Goal: Rewrite the data from the line with "Kindly give the mask of every instance of the window." to the line with "109 85 L 256", putting "twilight sky" in place of "dusk sky" and keeping everything else the same.

Supplied data:
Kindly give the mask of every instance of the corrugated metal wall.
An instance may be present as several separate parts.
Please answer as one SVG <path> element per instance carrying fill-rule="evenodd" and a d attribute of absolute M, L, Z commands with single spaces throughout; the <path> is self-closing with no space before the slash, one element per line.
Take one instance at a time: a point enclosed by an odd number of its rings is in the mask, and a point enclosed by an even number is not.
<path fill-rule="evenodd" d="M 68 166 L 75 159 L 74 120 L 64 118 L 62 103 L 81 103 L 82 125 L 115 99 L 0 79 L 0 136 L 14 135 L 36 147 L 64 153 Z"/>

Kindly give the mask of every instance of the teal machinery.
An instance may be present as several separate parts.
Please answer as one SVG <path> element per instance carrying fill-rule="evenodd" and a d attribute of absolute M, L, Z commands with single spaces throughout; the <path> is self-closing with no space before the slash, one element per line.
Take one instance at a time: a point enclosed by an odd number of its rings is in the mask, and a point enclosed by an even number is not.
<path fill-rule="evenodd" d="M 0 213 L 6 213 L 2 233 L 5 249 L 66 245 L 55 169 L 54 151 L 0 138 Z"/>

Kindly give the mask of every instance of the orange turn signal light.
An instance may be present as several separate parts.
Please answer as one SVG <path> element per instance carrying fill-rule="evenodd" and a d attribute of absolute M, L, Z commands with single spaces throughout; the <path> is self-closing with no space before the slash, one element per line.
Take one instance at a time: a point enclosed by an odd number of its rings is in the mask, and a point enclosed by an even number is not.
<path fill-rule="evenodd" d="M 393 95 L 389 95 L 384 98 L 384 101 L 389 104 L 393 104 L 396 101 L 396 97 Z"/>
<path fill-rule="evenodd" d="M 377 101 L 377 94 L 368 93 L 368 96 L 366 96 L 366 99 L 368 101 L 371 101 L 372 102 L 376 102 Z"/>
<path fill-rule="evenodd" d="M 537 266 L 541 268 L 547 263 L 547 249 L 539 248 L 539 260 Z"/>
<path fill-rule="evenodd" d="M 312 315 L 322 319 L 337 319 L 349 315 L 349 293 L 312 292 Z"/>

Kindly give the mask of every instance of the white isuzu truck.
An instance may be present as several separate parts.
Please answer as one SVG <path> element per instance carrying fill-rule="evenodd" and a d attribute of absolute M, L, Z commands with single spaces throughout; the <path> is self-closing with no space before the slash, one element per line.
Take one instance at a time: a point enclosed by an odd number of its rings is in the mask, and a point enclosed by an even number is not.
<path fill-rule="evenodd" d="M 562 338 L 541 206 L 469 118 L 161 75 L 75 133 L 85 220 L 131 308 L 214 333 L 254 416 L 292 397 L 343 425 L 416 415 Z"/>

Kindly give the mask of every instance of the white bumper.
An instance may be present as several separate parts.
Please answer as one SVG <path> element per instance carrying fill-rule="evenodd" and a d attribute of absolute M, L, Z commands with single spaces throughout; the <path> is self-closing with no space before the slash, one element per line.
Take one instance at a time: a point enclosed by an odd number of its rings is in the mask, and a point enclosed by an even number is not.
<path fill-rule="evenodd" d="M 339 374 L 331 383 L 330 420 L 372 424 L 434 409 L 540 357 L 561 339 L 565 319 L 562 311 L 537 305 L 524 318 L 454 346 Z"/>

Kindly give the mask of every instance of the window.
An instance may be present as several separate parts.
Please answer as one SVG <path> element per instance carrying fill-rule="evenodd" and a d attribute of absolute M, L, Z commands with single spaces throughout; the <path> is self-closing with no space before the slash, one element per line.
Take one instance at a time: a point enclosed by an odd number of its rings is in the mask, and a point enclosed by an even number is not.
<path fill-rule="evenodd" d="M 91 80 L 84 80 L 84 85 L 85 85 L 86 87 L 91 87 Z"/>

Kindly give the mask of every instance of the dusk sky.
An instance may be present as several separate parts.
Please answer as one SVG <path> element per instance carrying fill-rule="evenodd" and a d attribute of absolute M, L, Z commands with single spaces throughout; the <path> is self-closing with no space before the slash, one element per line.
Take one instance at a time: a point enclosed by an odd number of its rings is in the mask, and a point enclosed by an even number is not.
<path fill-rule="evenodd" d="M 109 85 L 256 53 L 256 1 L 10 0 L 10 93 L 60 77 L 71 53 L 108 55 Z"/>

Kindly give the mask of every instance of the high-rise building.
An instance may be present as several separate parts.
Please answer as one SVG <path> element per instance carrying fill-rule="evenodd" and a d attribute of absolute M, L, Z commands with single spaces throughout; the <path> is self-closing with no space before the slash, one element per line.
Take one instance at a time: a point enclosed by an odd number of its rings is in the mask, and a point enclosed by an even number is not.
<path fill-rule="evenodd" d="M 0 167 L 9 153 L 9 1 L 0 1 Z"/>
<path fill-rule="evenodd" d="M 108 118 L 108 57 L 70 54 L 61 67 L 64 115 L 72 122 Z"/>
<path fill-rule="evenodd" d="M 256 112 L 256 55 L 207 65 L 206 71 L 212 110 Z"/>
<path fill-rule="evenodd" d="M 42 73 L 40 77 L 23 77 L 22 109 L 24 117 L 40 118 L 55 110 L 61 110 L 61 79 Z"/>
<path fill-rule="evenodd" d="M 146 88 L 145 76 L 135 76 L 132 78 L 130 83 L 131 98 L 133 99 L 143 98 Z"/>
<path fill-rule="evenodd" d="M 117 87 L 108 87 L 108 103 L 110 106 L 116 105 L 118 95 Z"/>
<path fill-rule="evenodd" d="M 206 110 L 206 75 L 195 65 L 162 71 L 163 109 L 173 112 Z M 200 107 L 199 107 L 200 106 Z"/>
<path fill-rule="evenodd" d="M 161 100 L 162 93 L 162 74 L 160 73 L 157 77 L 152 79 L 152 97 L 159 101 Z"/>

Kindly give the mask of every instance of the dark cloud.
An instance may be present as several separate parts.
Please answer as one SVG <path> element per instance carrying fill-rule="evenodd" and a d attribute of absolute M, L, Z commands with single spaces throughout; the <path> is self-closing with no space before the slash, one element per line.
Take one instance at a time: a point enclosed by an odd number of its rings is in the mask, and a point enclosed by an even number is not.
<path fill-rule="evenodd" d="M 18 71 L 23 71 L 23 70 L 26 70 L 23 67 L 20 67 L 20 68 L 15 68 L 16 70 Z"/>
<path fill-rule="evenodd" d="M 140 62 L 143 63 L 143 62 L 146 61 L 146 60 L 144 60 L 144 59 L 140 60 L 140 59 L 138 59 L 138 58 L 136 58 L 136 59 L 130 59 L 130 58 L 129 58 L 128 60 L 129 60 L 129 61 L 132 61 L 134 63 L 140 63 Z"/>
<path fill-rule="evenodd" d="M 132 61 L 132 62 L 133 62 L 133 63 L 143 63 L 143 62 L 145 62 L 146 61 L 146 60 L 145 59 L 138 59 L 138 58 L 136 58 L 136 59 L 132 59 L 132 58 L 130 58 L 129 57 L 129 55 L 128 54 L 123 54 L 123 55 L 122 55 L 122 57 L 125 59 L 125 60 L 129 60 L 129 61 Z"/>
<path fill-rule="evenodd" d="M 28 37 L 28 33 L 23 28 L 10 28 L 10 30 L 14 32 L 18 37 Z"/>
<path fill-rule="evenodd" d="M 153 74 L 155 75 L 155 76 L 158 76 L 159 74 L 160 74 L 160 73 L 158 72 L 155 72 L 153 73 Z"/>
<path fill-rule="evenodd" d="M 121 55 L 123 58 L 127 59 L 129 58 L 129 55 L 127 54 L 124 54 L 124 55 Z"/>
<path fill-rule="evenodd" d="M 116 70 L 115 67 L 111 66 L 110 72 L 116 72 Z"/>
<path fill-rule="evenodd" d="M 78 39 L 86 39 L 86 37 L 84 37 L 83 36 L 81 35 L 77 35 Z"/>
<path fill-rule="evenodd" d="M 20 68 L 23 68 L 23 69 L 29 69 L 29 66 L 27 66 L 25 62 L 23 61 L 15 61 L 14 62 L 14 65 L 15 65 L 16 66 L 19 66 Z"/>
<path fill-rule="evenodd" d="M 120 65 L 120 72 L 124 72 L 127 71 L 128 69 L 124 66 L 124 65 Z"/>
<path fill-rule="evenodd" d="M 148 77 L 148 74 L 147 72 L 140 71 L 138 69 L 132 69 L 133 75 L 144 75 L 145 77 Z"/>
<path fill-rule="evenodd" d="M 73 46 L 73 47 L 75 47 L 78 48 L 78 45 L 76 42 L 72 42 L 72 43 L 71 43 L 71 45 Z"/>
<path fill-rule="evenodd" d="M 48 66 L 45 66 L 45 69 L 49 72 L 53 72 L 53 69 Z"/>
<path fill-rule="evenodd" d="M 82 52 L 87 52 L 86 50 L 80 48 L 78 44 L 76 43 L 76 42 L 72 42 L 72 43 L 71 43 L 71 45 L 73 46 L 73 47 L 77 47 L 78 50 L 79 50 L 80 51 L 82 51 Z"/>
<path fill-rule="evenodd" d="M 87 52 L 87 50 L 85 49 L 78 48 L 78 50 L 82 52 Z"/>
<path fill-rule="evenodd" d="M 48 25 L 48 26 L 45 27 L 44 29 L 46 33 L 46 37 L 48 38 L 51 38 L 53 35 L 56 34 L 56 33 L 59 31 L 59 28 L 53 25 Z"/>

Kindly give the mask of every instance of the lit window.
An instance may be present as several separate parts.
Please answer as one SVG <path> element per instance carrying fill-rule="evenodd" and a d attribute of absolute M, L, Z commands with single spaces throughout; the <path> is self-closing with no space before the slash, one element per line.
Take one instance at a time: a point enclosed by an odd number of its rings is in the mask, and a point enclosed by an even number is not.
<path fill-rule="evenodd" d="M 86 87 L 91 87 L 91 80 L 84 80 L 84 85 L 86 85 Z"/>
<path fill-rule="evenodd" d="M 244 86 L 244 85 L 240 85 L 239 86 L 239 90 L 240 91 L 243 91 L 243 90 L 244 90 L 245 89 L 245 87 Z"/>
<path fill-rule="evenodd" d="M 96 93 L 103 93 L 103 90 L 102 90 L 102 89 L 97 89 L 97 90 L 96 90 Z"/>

Reply:
Kindly give the mask of every instance of the window.
An instance may be present as several separate parts.
Please answer as one SVG <path> element per instance carrying fill-rule="evenodd" and a d attribute of absolute M, L, Z commands with single spaces throughout; the <path> is self-closing with no space before the slash, one element per line.
Take one instance at a time: a point enclosed by an odd number of its rings is in the mask, and a point enclosed by an even number is not.
<path fill-rule="evenodd" d="M 91 80 L 84 80 L 84 85 L 85 85 L 86 87 L 91 87 Z"/>

Kindly give the mask of every instance of the twilight sky.
An instance may be present as several separate parts.
Please answer as one SVG <path> element per instance carrying fill-rule="evenodd" and a d attribute of absolute M, L, Z commands with single spaces throughout; the <path> is self-closing with no space before the slash, one element per line.
Take one instance at a time: a point enclosed by an odd number of its rings is in the mask, and a point enclosed by an even number is not.
<path fill-rule="evenodd" d="M 109 85 L 256 53 L 256 1 L 10 0 L 10 93 L 60 77 L 71 53 L 108 55 Z"/>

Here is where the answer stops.